* **EXERCISE REQUIREMENTS**
Repeat every line of the records below exactly, leaving out the pictures.

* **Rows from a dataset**

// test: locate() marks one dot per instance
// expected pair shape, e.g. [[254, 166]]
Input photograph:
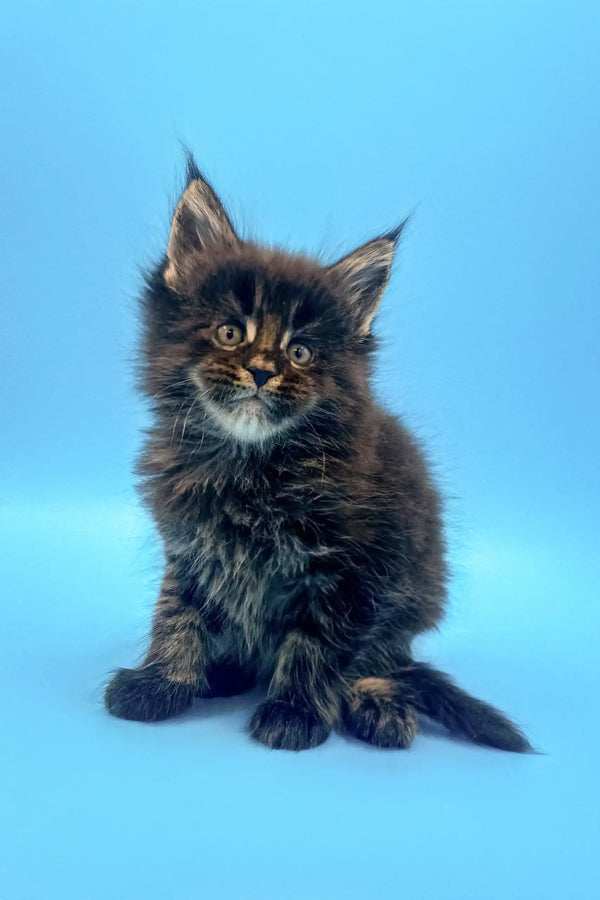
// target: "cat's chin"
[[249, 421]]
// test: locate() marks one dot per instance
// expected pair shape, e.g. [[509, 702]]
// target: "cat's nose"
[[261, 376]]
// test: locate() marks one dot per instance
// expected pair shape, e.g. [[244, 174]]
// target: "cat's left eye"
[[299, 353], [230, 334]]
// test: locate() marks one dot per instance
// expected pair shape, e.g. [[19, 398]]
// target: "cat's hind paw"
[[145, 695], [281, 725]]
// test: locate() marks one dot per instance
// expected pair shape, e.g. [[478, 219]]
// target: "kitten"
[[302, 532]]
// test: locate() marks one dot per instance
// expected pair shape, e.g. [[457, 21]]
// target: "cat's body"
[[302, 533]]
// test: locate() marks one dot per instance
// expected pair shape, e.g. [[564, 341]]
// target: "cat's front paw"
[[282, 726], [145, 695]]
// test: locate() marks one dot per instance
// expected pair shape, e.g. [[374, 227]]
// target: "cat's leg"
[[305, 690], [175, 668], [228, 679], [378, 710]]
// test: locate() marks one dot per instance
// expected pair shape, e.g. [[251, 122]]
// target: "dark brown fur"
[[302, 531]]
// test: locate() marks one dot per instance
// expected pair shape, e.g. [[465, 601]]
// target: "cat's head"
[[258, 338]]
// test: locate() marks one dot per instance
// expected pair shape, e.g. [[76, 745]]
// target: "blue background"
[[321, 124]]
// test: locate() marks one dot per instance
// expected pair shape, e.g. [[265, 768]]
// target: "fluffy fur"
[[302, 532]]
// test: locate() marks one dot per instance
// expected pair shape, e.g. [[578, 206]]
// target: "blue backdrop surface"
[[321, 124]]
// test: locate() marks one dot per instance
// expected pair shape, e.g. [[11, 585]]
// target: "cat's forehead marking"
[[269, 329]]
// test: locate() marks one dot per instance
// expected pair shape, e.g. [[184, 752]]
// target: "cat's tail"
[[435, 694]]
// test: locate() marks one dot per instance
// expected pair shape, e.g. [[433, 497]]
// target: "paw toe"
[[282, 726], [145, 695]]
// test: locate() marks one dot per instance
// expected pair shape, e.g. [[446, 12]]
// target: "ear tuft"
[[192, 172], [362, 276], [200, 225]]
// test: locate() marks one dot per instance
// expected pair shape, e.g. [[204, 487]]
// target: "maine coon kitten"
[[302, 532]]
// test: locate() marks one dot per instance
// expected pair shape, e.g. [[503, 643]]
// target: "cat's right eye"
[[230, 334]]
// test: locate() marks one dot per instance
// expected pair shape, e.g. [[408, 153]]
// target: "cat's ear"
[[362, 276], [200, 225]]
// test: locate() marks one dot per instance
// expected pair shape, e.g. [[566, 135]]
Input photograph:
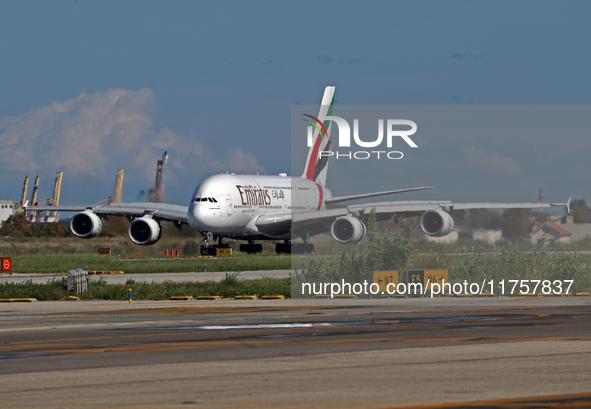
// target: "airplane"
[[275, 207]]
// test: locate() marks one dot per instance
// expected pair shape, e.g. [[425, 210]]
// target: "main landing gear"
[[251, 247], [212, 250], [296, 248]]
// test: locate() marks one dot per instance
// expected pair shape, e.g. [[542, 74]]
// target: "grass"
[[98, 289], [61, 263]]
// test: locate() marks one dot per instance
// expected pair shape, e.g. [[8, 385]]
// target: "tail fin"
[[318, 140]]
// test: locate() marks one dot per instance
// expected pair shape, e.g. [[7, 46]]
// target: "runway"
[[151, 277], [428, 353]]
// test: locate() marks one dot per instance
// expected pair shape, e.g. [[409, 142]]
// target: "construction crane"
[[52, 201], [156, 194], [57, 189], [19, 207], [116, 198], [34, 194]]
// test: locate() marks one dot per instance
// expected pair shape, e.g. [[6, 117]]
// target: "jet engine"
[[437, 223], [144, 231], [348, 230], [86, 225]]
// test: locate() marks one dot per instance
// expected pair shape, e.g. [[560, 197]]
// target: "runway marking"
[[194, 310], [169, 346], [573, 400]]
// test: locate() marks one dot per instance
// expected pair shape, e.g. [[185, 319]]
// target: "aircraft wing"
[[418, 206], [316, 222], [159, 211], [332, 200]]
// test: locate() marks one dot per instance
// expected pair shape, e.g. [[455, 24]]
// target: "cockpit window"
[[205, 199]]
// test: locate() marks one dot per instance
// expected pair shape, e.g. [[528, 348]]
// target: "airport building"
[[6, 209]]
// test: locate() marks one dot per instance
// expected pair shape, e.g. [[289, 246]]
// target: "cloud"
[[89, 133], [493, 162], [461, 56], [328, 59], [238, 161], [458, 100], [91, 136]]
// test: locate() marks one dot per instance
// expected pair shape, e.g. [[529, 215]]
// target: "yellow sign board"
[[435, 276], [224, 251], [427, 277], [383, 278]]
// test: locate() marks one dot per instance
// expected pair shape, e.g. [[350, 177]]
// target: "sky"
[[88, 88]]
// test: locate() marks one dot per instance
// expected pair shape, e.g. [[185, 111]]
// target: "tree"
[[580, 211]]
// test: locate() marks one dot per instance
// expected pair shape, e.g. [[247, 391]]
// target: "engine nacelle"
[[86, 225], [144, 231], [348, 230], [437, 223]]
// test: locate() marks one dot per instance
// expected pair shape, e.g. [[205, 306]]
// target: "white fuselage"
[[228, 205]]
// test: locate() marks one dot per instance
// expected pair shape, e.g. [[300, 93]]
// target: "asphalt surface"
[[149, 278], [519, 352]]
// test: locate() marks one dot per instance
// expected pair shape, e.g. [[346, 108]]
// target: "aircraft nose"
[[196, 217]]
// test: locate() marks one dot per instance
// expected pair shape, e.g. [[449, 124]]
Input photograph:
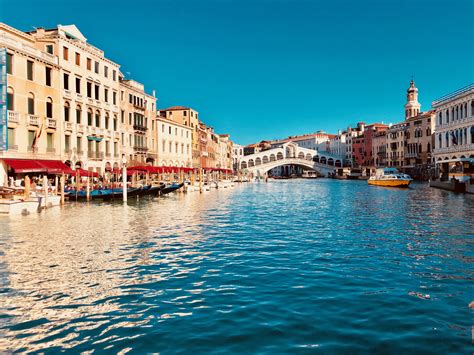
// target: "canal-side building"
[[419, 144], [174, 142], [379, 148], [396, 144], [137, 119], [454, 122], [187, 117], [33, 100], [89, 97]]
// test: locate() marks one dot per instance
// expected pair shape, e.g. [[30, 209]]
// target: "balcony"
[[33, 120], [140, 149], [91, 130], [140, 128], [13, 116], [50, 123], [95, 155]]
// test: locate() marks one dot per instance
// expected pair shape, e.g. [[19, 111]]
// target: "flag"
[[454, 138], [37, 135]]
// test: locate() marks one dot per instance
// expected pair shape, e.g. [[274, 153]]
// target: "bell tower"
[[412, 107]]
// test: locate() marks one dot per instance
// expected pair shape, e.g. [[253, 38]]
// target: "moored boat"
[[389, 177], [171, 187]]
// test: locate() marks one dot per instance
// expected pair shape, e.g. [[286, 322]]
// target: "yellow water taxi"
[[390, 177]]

* **REPLY**
// test: locate() marks one dot per instance
// expected pair shape, e.g. [[254, 166]]
Input photograph:
// target: "cat's chin"
[[249, 421]]
// test: locate() marks one dot per instance
// expected pair shape, e.g. [[509, 702]]
// target: "cat's nose"
[[261, 376]]
// test: locate() marks one dot per instance
// expected pair shape, e.g. [[244, 174]]
// target: "cat's left eye"
[[299, 353], [230, 334]]
// test: locate() marks one dot per instance
// expected pair shape, e.g. [[19, 398]]
// target: "cat's hind paw"
[[145, 695], [281, 725]]
// test: locate() marks one dot per instance
// expected pair shape, e.g. [[478, 219]]
// target: "kitten"
[[302, 532]]
// test: locate() marks one dot per instance
// expected pair shape, e.g. [[457, 21]]
// target: "cat's body"
[[302, 533]]
// test: locate() marks one dot per instance
// expected pair shape, e.g. [[564, 341]]
// target: "cat's front paw"
[[282, 726], [145, 695]]
// test: locate() marks one dot per instance
// expected pair shape, e.g. [[374, 227]]
// target: "cat's leg"
[[305, 690], [175, 668], [228, 679], [378, 710]]
// test: locate() marks one dot per instance
// expected pair shape, e.g. [[251, 122]]
// target: "dark brown fur"
[[302, 531]]
// test: locate() marks one dot per instance
// expected pair shape, e.g. [[465, 601]]
// target: "cat's head"
[[258, 338]]
// test: locate() marks one dot per instance
// expected pair shape, e.g. [[76, 745]]
// target: "blue background"
[[321, 124]]
// test: locate() marks one dot per instance
// expected pair shape, e.g. [[265, 768]]
// target: "fluffy fur"
[[302, 532]]
// test: locate() marks one dot per instance
// expected pair shape, e.g. [[578, 206]]
// target: "blue backdrop surface"
[[321, 124]]
// test: locate() marks one dot per instance
// expected pair shape, e.g. [[11, 585]]
// target: "cat's forehead marking"
[[269, 329]]
// test: locate() marks one dot per instance
// expected pair shape, e.g. [[184, 752]]
// target: "cat's tail"
[[435, 694]]
// test: locate() marks one dot per instance
// expected pair shape, e.g. [[433, 497]]
// target: "paw toe"
[[282, 726], [145, 695]]
// test: locate() marks one dot per instance
// expected pair shape, e.g. [[446, 12]]
// target: "ear tuft"
[[192, 172], [362, 276], [200, 225]]
// test: locate() marks one dot per instance
// expected pair shape, e.g. [[204, 487]]
// target: "maine coon kitten"
[[302, 532]]
// test: locate() marks one dot per instance
// expected pair shape, e.g. [[503, 643]]
// target: "cat's right eye"
[[230, 334]]
// test: locate() marks one dot per instance
// expected pair shape, e.g. [[408, 153]]
// target: "cat's ear"
[[362, 276], [200, 225]]
// test: locate() marks one dot per instance
// expected pair shape, e.g. [[566, 135]]
Input photograph:
// target: "airplane"
[[275, 207]]
// test: locate() marks one dot per instance
// expected pair shape, e.g. [[425, 210]]
// target: "main landing gear"
[[251, 247], [212, 250], [296, 248]]
// test: locate() marks one dot per instance
// expected pair shape, e.g. [[542, 74]]
// target: "grass"
[[98, 289], [61, 263]]
// test: locate() marks one dot per instance
// expected pair shape, e.g. [[8, 385]]
// target: "tail fin"
[[318, 140]]
// test: locate() marks one dot per instance
// expected pair shape, e.g. [[7, 46]]
// target: "runway"
[[151, 277], [428, 353]]
// test: locate() marks one dot per instance
// expected pair shape, e.g. [[409, 142]]
// target: "construction crane"
[[52, 201], [156, 194], [57, 189], [19, 207], [116, 198], [34, 194]]
// test: locate() marks one dot per instance
// expected pair shape, e.g. [[6, 117]]
// target: "jet engine"
[[437, 223], [144, 231], [348, 230], [86, 225]]
// test: locate() marks one dot per instance
// expected pair shape, e.g. [[560, 197]]
// target: "runway marking"
[[194, 310], [169, 346], [573, 400]]
// test: locate() marks one dot per instance
// expected pair shape, e.g. [[185, 319]]
// target: "aircraft wing"
[[418, 206], [316, 222], [159, 211], [332, 200]]
// test: locate() marks one dot per instance
// expected pair shape, e.g. [[455, 24]]
// target: "cockpit window"
[[205, 199]]
// test: locate() marks one dot per instance
// expected pair shape, e.g. [[528, 348]]
// target: "airport building"
[[6, 209]]
// test: locate() marks one dot per instance
// expected pair shape, e.g. [[289, 246]]
// target: "cloud"
[[89, 133], [493, 162], [461, 56], [328, 59], [238, 161], [458, 100], [91, 136]]
// test: locate() marks one dot per instance
// expected pair shape, e.g. [[529, 215]]
// target: "yellow sign board"
[[435, 276], [224, 251], [427, 277], [383, 278]]
// test: locate() marks one dot per instance
// expected pair shape, e.g. [[350, 177]]
// target: "sky"
[[88, 88]]
// test: locate() marks one dot per instance
// expected pair shape, e.g. [[185, 111]]
// target: "tree"
[[580, 211]]
// test: locate() marks one dot per instance
// expected pair shape, e.g. [[247, 391]]
// target: "engine nacelle"
[[86, 225], [144, 231], [348, 230], [437, 223]]
// test: locate() marks one dot per instance
// expected pair shape, e.g. [[205, 306]]
// target: "white fuselage"
[[228, 205]]
// test: locate() marks one dot per instance
// expected pair shape, e.g. [[300, 93]]
// target: "asphalt surface"
[[149, 278], [519, 352]]
// test: locate() marks one dot per instance
// expected pair shape, e.g. [[346, 108]]
// target: "aircraft nose"
[[196, 217]]
// test: locate() marks one dot per instance
// expected pair shape, e.g. [[449, 124]]
Input photograph:
// target: "canal-side building"
[[419, 144], [174, 142], [379, 148], [396, 144], [137, 119], [454, 122], [187, 117], [33, 100], [89, 97]]
// test: locate() marks one dot per instance
// expected pair shape, e.g. [[30, 209]]
// target: "balcony"
[[33, 120], [140, 149], [91, 130], [140, 128], [13, 116], [50, 123], [95, 155]]
// test: locate() marks one dot per instance
// expected pair shape, e.g. [[19, 111]]
// target: "flag"
[[454, 138], [37, 135]]
// test: locate() marks one dot per instance
// expected pair shape, e.g. [[274, 153]]
// target: "bell tower"
[[412, 107]]
// test: locate() marks one dot per instance
// expected pair shape, e.g. [[253, 38]]
// target: "moored boat"
[[389, 177], [171, 187]]
// test: locate() marks one dot per instance
// expected pair shape, e.g. [[286, 322]]
// target: "yellow water taxi"
[[390, 177]]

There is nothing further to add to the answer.